** BEGIN Text segment **

On the drive to visit Napoles, Fer hit me with this especially ghastly Escobar story:

When she was just a little girl, Escobar asked his daughter what she wanted for her birthday. She answered: A unicorn. So, without flinching, Escobar ordered his staff to deliver on the girl’s request. Fearing for their life, they had an ivory horn sewn onto the forehead of a horse, which stood upright just long enough to satisfy the girl BEFORE keeling over.

17. Day 9: “What Do I Have To Do To Make You Fall In Love With Me?”

Answer: Take me to Queareparaenamorarte, one of the restaurants featured in the Colombia episode of Anthony Bordain’s “No Reservations.”

On my last day in Medellin, Camilla and I drove up the twisted foothills to Rionegro where this very restaurant is tucked. After a 2-hour lunch, all I can say is:

The food there tastes like what it must feel like to cheat death.

18. Day 9-10: “Cosmo”

The cutest Siamese cat SOUTH of the Equator

19. Day 10: Country Home”

This does NOT indicate a quaint little cottage in the woods where you pound your dirty clothes on washboards and churn your own butter. This is Chez Botero, Camilla’s family’s gorgeous ranch SLASH future personal writer’s retreat:

20. Day 10: “Solamente mi saber mortal”

If, perchance, you really want to see the inside of the Anti-Narcoticos office at the Medellin airport, all you have to do is give the following answer to the customs agent when he asks you if you have any “SHARP” items to declare:

“Solamente mi saber mortal.”

(What I thought meant: “Only my deadly wit.”)

(Really meant: “Only my lethally sharp saber.”)

** END Text segment **
** BEGIN Supplied entries **

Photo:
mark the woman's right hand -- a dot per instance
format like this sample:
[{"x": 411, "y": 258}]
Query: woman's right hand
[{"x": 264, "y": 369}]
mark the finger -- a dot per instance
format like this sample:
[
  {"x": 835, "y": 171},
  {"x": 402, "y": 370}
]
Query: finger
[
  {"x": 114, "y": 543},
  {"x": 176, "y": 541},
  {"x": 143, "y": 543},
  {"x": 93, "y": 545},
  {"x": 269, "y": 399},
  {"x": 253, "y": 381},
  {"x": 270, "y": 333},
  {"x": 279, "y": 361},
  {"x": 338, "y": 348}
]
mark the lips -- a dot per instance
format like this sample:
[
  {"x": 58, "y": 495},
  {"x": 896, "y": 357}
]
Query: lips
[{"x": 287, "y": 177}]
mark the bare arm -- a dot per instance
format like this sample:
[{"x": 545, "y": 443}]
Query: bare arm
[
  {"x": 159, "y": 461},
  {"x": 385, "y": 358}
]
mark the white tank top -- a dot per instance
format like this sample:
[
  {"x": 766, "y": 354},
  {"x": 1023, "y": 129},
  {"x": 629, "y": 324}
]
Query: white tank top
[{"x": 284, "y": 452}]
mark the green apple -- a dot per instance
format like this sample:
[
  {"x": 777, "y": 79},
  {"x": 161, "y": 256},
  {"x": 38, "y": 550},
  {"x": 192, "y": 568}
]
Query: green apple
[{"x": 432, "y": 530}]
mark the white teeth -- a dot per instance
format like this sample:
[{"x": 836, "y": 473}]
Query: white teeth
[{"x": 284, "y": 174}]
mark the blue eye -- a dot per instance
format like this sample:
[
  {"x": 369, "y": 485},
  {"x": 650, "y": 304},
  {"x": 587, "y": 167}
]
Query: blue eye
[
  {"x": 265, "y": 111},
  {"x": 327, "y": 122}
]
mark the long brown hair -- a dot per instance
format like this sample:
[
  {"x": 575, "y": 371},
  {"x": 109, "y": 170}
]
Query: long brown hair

** END Supplied entries **

■ **Problem set**:
1. In the Medellin travel diary, what did Escobar's daughter ask for when he asked what she wanted for her birthday?
2. Pick up the Medellin travel diary after its final line and keep writing in the same voice.

■ **Expected results**:
1. A unicorn.

2.
Turns out, the biggest thing that got lost in translation on my trip was my own sense of humor.

 

What IS Hand?!! Which Hand NOT Panic?!! (Part Uno)

In the spine-tingling words of Jack Nicholson c/o the SHINING —

“I was gone. But now I’m baaaaack!”

And man alive! When this cat goes away, the mice really know how to play — Little Mousey Computer Solitaire! Turns out, instead of the usual, sordid details of desperate on-line dating dilemmas, the sweeping topic of cyber-convo flooding my inbox upon my return was — well — none other than little ole me. Specifically —

Subject Line: “How the fuck was your trip to Medellin?”

Well my lovelies, I’ll tell you how the F.A.R.C.* it was. (*The first of many puns to come!)

Just hours into my very first day, somewhere on a footpath to the Sky-Cable metro, I stumbled upon this huge question-mark sign.

This, in the world of English Lit majors, is what’s known as “FORESHADOWING.” As it turns out, 2 years of college-level Spanish classes and shower-singing to Jonathan Richman’s “Te Vas a Emocionar” does NOT a bilingual me make. And because Medellin’s tourist industry is still in its rubbing-two-sticks-together stage, the only words I ever saw written in English were of a HOOTERS billboard in El Poblado.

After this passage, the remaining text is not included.